Instructions for the task →
The response must contain every record, repeated exactly.

Stored data:
BEGIN

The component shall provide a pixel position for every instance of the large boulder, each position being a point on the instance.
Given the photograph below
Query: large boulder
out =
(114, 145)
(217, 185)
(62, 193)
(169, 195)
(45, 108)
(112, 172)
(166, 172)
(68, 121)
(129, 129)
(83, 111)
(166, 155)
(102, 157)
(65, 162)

END

Output of the task →
The component shall provide a pixel position for every instance of the large boulder, each position being a point on the instance.
Given the photograph below
Query: large boulder
out =
(114, 145)
(217, 185)
(62, 193)
(169, 195)
(45, 108)
(112, 172)
(166, 172)
(68, 121)
(129, 129)
(83, 111)
(166, 155)
(102, 157)
(65, 162)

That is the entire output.